▸ **What to produce**: Please convert every line of the items below into a JSON list of strings, one string per line, and omit any blank lines.

▸ **Data listing**:

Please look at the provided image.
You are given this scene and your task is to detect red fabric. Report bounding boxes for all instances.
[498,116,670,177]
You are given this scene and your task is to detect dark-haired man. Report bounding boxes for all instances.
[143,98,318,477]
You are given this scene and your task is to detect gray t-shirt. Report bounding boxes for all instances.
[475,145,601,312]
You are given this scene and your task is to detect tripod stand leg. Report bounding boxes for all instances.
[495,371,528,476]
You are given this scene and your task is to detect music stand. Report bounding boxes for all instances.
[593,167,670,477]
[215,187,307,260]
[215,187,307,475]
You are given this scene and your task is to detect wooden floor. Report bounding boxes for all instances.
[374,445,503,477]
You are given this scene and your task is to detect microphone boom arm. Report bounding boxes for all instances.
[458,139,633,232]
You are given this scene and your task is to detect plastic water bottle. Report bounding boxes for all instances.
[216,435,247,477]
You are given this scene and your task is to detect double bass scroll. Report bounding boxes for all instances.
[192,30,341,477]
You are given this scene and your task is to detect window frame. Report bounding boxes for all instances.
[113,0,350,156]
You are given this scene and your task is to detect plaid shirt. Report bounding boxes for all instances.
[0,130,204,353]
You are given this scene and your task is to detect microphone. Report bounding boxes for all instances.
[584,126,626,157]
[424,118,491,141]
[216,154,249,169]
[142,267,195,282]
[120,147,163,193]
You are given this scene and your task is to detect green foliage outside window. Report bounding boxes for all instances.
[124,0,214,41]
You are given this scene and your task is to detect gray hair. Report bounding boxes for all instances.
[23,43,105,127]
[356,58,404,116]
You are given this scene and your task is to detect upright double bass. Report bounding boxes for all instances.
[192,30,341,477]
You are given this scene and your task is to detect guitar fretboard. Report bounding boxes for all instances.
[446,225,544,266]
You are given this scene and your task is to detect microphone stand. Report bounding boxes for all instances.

▸ **Output below**:
[
  "Please look at the provided image.",
  "You are given this scene and your task is to detect red fabric. Report bounding boxes for all instances.",
  "[498,116,670,177]",
  "You are given this scene and your task is to detect dark-haired man. Report bounding boxes for all instances.",
  "[143,98,318,477]",
  "You are given this scene and your task is to detect gray t-shirt. Report bounding boxes for all instances.",
  "[475,145,601,312]",
  "You are given this scene and your task is to detect tripod stand leg. Report bounding boxes for all instances.",
  "[495,371,528,476]",
  "You are given this scene and your task is to detect music stand. Report bounding boxes for all instances.",
  "[593,167,670,477]",
  "[215,187,307,260]",
  "[215,187,307,475]",
  "You are given this scene and your task is to detect wooden floor. Report bounding boxes for all instances.",
  "[374,445,503,477]",
  "You are given this scene and your task is to detect microphone boom arm. Report bounding boxes for all instances.",
  "[458,139,633,232]",
  "You are given this scene and your task is to detect plastic water bottle. Report bounding boxes for all instances.",
  "[216,435,247,477]",
  "You are given this scene and your task is to detect double bass scroll. Report bounding boxes for all instances.",
  "[192,30,341,477]",
  "You are given this scene and your task is to detect window frame. Report bounding boxes for all instances.",
  "[113,0,350,156]",
  "You are given this scene and your task is to detect plaid shirt. Report bounding boxes for all instances.",
  "[0,130,204,353]",
  "You are given this scene and your task is to detect microphone. Report bounding boxes for all instances.",
  "[584,126,626,157]",
  "[424,118,491,141]",
  "[216,154,249,169]",
  "[142,267,195,282]",
  "[120,147,163,193]",
  "You are given this scene and your task is to detect green foliage outside window. Report bounding boxes for all instances.",
  "[124,0,214,41]",
  "You are given this scene and your task is to detect gray hair. Report bounding boxes for all instances.",
  "[23,43,105,127]",
  "[356,58,404,116]",
  "You are given this scene and your task is to detect upright double bass. Report bounding boxes for all instances.",
  "[192,30,341,477]",
  "You are given this scene and your task is to detect guitar fretboard. Report bounding boxes for all instances.",
  "[446,225,544,266]",
  "You are given this scene and your task is to detect microphone stand. Report bounding boxes for all instances."
]